Rewrite the records from the line containing "Place a point on every instance of the blurred figure" down to the line containing "pixel 606 778", swapping "rink board" for "rink barrier" and leaving everything else unchanged.
►
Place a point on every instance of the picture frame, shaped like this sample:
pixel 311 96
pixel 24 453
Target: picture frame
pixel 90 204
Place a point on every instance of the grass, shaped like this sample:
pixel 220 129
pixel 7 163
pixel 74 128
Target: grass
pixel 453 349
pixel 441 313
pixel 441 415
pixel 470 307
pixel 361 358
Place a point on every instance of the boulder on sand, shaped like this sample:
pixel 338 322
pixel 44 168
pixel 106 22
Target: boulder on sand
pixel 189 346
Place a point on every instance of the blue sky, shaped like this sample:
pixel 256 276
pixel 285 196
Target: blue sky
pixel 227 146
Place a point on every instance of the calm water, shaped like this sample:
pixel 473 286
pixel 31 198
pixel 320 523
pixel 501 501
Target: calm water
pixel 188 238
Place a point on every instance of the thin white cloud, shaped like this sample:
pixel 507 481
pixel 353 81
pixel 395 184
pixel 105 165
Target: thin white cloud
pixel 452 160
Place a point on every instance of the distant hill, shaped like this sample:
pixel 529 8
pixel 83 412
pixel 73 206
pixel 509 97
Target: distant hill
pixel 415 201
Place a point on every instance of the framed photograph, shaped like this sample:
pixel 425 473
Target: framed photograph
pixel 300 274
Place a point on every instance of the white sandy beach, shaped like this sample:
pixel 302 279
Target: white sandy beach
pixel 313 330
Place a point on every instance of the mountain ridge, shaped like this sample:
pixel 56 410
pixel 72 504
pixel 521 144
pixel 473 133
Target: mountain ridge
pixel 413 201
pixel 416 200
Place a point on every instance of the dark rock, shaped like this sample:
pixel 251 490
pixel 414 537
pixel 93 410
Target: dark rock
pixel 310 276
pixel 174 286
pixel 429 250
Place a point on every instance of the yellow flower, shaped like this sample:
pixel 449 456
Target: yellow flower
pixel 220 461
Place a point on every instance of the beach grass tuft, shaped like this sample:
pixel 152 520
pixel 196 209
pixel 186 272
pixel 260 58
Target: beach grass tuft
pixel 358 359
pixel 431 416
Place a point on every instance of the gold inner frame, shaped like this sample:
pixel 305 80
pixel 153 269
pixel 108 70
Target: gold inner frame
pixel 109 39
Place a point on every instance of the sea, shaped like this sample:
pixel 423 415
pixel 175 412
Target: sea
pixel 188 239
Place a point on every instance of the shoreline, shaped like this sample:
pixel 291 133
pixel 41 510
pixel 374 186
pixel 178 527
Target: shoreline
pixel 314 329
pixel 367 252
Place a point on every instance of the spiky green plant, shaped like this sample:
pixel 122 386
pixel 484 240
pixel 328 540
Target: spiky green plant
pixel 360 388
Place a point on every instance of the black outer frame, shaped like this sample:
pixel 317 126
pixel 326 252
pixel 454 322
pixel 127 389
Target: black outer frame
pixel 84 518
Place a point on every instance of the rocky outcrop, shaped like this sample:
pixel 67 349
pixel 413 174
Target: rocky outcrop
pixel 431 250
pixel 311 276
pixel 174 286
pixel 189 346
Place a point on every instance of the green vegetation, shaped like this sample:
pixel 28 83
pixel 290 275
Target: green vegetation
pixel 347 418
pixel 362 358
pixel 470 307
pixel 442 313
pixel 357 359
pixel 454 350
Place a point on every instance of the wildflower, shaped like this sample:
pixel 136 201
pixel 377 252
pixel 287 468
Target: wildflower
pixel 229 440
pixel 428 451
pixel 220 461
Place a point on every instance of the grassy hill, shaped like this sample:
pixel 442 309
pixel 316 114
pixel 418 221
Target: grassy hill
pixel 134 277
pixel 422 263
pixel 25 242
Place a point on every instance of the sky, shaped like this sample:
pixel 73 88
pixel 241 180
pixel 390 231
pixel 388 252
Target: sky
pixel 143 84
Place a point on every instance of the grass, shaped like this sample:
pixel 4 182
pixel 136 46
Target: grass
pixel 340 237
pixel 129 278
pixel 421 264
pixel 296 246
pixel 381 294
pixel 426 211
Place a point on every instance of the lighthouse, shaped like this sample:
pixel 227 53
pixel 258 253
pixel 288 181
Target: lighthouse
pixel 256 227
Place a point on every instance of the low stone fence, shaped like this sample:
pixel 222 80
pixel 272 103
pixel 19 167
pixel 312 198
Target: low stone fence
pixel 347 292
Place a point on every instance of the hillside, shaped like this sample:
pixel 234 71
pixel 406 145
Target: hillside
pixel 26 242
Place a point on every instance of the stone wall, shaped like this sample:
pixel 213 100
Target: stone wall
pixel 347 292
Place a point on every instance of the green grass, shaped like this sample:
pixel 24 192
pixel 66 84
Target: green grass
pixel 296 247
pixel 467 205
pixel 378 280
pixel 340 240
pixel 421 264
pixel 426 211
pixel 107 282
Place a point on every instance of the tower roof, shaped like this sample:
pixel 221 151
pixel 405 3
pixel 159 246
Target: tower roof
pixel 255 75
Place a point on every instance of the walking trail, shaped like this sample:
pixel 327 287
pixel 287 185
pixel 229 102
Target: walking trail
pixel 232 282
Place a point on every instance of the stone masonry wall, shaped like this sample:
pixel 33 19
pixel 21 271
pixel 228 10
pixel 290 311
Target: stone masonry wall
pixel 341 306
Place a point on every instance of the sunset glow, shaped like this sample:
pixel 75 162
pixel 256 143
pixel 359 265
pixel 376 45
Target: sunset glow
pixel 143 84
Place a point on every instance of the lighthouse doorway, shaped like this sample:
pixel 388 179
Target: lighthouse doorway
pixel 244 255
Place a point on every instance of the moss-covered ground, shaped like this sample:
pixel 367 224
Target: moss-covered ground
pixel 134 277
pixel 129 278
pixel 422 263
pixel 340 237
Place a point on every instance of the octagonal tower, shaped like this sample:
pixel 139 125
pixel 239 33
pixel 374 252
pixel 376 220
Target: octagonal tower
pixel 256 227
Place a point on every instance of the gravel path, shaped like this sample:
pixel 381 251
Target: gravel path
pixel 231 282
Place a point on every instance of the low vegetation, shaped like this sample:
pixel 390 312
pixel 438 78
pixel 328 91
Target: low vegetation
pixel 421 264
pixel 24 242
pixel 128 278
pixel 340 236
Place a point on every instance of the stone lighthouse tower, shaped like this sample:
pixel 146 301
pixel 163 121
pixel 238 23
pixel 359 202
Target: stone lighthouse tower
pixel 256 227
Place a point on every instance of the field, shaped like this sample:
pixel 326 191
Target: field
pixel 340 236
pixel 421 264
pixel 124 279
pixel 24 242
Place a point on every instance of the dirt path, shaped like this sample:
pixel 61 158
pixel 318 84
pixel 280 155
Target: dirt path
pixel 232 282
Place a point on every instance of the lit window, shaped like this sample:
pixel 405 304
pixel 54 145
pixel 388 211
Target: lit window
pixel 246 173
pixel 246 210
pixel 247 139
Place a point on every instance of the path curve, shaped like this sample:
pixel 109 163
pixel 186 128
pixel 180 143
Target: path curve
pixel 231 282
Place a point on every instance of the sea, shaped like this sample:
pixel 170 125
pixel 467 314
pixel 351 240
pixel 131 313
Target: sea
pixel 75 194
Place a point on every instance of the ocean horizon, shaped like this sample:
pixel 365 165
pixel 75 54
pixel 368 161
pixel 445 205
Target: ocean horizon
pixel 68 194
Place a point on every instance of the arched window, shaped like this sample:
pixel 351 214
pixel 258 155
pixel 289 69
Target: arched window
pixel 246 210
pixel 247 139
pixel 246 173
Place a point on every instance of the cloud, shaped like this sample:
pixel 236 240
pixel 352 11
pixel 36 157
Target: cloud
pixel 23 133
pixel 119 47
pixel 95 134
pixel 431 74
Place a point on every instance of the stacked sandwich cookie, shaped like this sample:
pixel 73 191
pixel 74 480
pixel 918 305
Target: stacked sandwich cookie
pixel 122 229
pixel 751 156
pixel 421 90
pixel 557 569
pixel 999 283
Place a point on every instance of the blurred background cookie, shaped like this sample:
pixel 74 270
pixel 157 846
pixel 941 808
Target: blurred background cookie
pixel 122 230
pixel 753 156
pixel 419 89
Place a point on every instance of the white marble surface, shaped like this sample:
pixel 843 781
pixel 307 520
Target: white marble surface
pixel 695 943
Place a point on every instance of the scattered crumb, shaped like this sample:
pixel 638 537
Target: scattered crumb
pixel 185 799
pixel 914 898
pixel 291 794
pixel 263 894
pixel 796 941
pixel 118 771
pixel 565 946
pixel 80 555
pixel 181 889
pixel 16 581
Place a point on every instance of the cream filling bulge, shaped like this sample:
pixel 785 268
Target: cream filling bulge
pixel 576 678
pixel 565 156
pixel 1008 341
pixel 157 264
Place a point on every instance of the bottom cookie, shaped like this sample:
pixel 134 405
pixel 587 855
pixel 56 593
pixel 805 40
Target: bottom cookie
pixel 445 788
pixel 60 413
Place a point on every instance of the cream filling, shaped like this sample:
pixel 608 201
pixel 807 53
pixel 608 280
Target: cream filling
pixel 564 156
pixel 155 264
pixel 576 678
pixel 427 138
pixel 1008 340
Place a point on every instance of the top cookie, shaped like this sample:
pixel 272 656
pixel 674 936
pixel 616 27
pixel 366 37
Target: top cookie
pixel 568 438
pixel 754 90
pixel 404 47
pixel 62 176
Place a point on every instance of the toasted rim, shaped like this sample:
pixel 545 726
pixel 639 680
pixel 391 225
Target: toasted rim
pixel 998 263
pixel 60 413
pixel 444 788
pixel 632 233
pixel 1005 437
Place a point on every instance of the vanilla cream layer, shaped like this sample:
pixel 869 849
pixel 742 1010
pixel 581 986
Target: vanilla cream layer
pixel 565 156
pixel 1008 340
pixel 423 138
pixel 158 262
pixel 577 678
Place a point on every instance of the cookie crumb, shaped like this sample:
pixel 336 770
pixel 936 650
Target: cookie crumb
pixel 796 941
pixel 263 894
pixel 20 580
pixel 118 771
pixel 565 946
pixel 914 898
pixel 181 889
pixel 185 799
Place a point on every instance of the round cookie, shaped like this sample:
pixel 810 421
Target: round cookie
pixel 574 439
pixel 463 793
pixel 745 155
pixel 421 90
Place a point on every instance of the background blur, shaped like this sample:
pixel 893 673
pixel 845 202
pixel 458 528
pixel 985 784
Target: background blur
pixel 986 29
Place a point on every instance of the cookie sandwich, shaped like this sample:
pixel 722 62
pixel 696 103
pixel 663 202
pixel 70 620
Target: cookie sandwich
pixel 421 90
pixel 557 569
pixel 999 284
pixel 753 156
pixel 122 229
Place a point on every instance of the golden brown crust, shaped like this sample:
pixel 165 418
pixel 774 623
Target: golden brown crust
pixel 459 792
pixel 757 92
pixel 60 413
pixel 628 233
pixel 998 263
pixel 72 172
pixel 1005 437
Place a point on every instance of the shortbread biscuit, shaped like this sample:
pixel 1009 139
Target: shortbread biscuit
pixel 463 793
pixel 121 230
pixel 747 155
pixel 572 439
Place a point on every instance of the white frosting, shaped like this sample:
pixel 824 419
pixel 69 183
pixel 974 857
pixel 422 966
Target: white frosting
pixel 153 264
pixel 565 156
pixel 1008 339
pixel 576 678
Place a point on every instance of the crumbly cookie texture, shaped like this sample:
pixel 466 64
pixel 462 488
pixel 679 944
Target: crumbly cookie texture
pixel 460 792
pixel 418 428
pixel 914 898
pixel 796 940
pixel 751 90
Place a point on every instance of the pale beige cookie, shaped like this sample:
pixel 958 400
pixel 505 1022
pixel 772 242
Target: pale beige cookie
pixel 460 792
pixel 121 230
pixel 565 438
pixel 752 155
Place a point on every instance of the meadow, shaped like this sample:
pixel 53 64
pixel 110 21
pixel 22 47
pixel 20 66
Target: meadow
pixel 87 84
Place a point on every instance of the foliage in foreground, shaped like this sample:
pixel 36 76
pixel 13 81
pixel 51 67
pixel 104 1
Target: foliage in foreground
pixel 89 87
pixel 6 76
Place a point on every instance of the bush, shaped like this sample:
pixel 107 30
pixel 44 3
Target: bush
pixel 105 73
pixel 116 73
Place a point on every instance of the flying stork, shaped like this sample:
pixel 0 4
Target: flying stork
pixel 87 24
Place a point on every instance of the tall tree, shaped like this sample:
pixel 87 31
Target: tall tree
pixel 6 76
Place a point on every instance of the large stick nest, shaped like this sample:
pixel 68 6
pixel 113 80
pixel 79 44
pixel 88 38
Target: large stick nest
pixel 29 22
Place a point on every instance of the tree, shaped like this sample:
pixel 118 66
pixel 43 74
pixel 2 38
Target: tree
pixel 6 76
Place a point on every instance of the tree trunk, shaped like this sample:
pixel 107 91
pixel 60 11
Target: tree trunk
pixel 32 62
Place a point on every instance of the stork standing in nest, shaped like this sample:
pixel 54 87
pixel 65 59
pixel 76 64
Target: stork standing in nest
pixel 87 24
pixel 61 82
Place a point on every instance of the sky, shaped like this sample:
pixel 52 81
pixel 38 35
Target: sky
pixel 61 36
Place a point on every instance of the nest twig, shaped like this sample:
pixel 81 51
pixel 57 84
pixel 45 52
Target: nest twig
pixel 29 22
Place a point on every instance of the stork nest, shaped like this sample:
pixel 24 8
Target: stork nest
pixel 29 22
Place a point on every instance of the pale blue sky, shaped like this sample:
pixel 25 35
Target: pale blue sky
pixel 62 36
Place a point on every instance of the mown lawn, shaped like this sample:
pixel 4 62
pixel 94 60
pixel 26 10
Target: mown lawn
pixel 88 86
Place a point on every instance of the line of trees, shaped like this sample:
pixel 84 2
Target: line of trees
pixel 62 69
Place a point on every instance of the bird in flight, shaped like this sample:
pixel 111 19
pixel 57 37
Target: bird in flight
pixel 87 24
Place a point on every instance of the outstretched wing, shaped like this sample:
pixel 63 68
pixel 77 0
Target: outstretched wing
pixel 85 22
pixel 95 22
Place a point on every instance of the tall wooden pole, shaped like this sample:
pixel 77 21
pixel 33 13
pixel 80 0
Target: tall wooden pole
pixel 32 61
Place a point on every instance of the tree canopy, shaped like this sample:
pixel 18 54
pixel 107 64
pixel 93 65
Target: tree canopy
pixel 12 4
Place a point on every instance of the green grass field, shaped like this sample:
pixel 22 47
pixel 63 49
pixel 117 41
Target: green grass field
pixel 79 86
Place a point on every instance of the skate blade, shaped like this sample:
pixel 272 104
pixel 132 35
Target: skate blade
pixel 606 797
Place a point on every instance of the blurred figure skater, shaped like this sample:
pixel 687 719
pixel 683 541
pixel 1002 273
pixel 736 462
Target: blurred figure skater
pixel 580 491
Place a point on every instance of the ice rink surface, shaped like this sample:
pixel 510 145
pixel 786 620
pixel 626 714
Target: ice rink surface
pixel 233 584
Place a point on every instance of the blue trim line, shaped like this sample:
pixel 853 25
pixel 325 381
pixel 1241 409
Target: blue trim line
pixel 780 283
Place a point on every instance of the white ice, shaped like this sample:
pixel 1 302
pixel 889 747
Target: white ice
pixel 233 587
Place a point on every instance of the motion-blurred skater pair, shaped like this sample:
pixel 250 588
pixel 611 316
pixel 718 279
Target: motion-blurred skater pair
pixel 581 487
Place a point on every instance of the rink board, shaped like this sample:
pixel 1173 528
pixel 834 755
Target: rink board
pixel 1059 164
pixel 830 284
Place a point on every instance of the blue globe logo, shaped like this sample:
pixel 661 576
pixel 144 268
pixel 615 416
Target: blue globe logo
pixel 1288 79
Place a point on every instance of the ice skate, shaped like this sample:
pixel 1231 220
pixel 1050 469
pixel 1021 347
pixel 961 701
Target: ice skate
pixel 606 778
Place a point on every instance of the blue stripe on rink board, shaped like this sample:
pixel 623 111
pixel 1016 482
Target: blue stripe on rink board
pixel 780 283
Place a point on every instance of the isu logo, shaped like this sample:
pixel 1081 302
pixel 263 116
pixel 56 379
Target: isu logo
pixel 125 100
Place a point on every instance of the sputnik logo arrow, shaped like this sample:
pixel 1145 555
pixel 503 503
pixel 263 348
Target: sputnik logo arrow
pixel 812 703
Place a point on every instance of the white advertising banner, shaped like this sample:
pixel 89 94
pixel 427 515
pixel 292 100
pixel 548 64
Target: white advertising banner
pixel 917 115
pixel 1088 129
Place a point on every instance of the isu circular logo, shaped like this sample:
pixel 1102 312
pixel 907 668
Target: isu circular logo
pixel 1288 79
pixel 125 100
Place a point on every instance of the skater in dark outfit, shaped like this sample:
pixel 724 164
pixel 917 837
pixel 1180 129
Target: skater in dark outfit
◄
> _Problem solution_:
Place a point on every instance of the blurred figure skater, shaped like this sample:
pixel 687 719
pixel 683 541
pixel 1002 273
pixel 736 462
Target: blurred figure skater
pixel 580 491
Place a point on every instance of the ice rink surface, shaped like this sample:
pixel 510 145
pixel 786 620
pixel 626 714
Target: ice rink surface
pixel 233 584
Place a point on every instance of the blue trim line, shaped like this sample:
pixel 853 25
pixel 325 381
pixel 1241 409
Target: blue trim line
pixel 780 283
Place a point on every instance of the white ice, shaped like this sample:
pixel 1 302
pixel 889 747
Target: white ice
pixel 233 587
Place a point on every instance of the motion-blurred skater pair, shaped like this sample:
pixel 250 588
pixel 611 316
pixel 718 279
Target: motion-blurred skater pair
pixel 581 487
Place a point on every instance of the rink barrier, shaped like this sample:
pixel 1173 528
pixel 834 755
Target: rink barrier
pixel 1059 164
pixel 830 284
Place a point on every instance of the blue globe logo, shaped like this sample:
pixel 661 576
pixel 144 268
pixel 615 416
Target: blue globe logo
pixel 1288 79
Place a point on every instance of the ice skate, shaped like this sample:
pixel 1231 220
pixel 1050 469
pixel 1021 347
pixel 961 701
Target: ice skate
pixel 606 778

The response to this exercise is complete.